SÉLECTION:
=-=-=

GTT (Gaztransport & Technigaz), belle ETI française de l’ingénierie spécialisée dans les systèmes de confinement à membranes pour le transport du Gaz naturel liquéfié (GNL), affronte depuis peu l’Autorité de la concurrence sud-coréenne, la KFTC (Korea Fair Trade Commission), qui vient de boucler une enquête sur ses pratiques commerciales. Avec en toile de fond un enjeu autour de la maîtrise de sa précieuse technologie.
L’affaire n’est pas banale alors que le transport du GNL est promis à un bel avenir dans le cadre des engagements climatiques mondiaux, ce carburant étant moins émetteur de CO2 que le pétrole. Dans ce contexte, cette technologie française présente un bel enjeu. La Corée du sud est leader mondial dans la construction navale, et abrite les trois principaux chantiers de méthaniers : DSME (Daewoo), HHI (Hyundai) et SHI (Samsung). GTT, un leader dans sa technologie, y réalise 80 % de ses contrats : que la KFTC s’y intéresse n’est donc pas anodin.

=-=-=

EXTRAIT DE LA SOURCE:
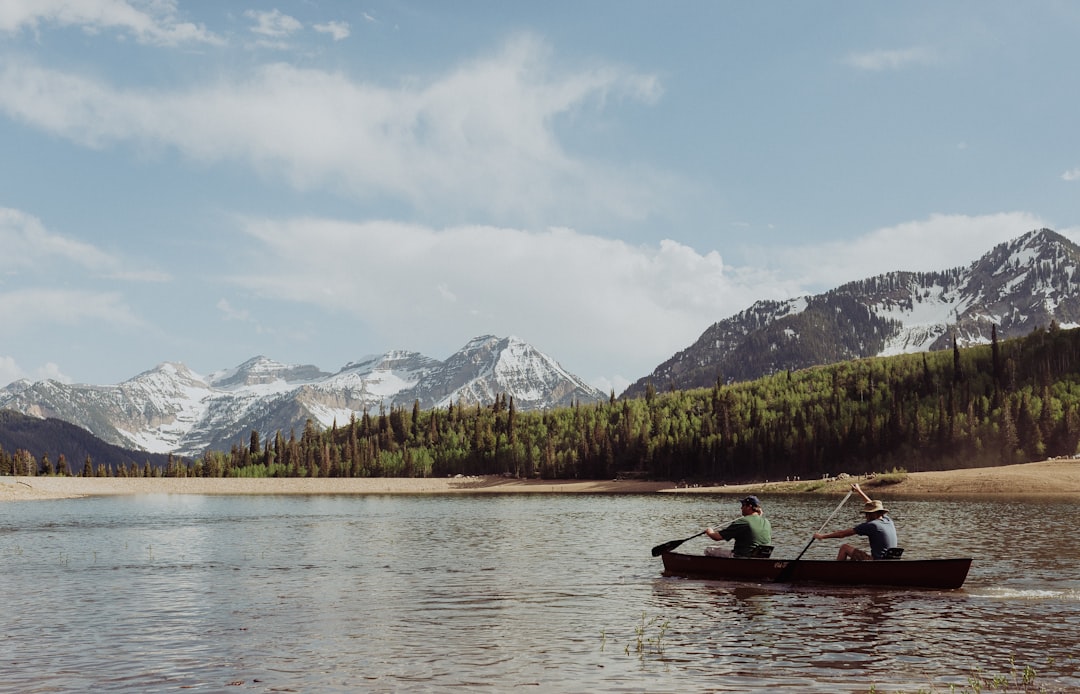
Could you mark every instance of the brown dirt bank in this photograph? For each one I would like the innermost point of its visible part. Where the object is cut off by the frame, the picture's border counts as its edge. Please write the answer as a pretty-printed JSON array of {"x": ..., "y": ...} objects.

=-=-=

CONSIGNES:
Recopiez fidèlement le passage du texte sur GTT qui s'ouvre sur les mots « GTT (Gaztransport & » et s'achève par « sa précieuse technologie. ».

RÉPONSE ATTENDUE:
GTT (Gaztransport & Technigaz), belle ETI française de l’ingénierie spécialisée dans les systèmes de confinement à membranes pour le transport du Gaz naturel liquéfié (GNL), affronte depuis peu l’Autorité de la concurrence sud-coréenne, la KFTC (Korea Fair Trade Commission), qui vient de boucler une enquête sur ses pratiques commerciales. Avec en toile de fond un enjeu autour de la maîtrise de sa précieuse technologie.